***** Materials provided
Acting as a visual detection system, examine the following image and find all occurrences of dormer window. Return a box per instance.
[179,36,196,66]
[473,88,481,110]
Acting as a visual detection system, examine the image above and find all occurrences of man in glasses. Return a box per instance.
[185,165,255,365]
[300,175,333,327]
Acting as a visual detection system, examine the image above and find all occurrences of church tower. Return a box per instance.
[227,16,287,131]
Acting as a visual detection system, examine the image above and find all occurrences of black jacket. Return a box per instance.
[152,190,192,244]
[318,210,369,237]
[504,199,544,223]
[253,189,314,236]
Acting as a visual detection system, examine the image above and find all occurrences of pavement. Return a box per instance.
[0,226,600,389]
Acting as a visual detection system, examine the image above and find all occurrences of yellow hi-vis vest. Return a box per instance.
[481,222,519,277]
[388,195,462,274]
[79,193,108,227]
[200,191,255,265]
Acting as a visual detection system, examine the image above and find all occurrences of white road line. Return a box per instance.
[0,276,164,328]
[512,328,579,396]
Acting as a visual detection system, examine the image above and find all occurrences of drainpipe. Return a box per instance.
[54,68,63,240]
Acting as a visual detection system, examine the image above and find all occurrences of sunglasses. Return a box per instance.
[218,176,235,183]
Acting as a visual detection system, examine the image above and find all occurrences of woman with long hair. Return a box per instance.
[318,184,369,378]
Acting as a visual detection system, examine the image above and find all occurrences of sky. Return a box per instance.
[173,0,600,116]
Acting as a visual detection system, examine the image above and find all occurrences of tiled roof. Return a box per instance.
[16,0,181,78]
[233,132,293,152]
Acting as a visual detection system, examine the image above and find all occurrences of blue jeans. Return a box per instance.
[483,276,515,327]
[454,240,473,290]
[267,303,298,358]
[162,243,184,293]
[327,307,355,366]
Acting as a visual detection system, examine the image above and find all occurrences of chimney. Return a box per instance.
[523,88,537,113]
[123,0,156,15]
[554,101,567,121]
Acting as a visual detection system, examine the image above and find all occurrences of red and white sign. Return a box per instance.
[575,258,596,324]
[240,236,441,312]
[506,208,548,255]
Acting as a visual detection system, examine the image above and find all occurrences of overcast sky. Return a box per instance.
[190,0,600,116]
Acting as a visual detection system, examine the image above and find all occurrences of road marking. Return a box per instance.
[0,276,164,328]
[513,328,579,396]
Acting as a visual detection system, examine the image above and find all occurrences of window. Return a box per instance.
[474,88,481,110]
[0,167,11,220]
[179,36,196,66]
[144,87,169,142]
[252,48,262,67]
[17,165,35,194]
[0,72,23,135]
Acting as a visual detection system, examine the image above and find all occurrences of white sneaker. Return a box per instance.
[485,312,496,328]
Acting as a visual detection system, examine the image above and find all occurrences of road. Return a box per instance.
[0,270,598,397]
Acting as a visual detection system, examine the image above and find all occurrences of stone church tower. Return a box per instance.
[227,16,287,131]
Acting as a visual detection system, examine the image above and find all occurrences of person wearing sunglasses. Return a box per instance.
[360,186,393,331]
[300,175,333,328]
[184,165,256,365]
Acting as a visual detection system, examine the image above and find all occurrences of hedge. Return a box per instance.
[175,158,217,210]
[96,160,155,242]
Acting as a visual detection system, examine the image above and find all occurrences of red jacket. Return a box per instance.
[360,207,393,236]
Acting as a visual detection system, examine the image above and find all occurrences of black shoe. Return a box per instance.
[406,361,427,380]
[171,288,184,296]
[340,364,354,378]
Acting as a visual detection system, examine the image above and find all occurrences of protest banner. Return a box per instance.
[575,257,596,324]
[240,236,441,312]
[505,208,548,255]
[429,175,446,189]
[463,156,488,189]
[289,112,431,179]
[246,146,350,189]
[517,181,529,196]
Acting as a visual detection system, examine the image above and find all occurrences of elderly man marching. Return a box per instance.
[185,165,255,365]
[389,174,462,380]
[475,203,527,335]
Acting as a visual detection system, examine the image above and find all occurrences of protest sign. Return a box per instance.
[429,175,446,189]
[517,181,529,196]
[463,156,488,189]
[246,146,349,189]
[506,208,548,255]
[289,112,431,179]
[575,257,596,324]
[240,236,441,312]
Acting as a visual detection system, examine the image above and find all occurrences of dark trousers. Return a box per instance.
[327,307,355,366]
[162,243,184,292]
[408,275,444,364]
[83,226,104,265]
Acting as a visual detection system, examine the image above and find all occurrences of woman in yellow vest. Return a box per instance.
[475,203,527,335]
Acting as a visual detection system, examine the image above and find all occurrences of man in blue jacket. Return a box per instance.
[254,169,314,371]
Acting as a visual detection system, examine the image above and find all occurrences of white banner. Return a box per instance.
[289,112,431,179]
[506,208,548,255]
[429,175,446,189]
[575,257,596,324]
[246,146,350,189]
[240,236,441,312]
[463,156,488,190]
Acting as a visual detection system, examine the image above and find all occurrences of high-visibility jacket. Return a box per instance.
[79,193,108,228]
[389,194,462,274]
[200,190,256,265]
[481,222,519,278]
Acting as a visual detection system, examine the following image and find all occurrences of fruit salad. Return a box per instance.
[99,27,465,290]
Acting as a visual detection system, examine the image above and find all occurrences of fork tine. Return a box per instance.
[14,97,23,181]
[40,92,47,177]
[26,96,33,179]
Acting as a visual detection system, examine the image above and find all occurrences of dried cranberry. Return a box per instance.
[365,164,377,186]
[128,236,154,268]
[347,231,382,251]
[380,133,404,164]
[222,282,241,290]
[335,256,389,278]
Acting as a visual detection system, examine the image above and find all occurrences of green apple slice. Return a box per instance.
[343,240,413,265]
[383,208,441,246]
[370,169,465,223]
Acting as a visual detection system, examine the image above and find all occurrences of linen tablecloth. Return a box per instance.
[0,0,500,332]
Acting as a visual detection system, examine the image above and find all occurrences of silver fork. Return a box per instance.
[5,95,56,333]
**********
Stated task ▸
Locate the line with "high-visibility jacket. Return a box per instance." in the entries above; extract it and every line after it, verbatim.

Result below ▸
Acting as a visual detection system, examine the image above and find all occurrences of high-visibility jacket. Return a box per instance.
[79,193,108,228]
[389,194,462,274]
[200,190,256,265]
[481,222,519,278]
Acting as a visual detection system, examine the following image and find all occurrences of fruit salad. Return a box per instance.
[99,27,465,290]
Acting as a visual detection system, examine the image above and find all occurrences of fork tine. Return a box per instance.
[14,97,23,181]
[40,92,47,177]
[26,96,33,179]
Acting as a visual detection system, examine the image above and find all occurrences of dried cranberry. Return a box per instance.
[365,164,377,186]
[128,236,154,268]
[347,231,382,251]
[380,133,404,164]
[222,282,241,290]
[335,256,389,278]
Acting as a visual detection system, examine the image above and find all occurrences of green apple slice. Return a box per instance.
[343,240,413,265]
[383,208,441,246]
[370,169,465,223]
Acting as a visual detection system, examine the image above and find all occurrences of linen tablecloth. Return a box per instance.
[0,0,500,332]
Acting as a visual detection system, examine the image above and find all occurrences of silver fork. Return a box per instance.
[5,95,56,333]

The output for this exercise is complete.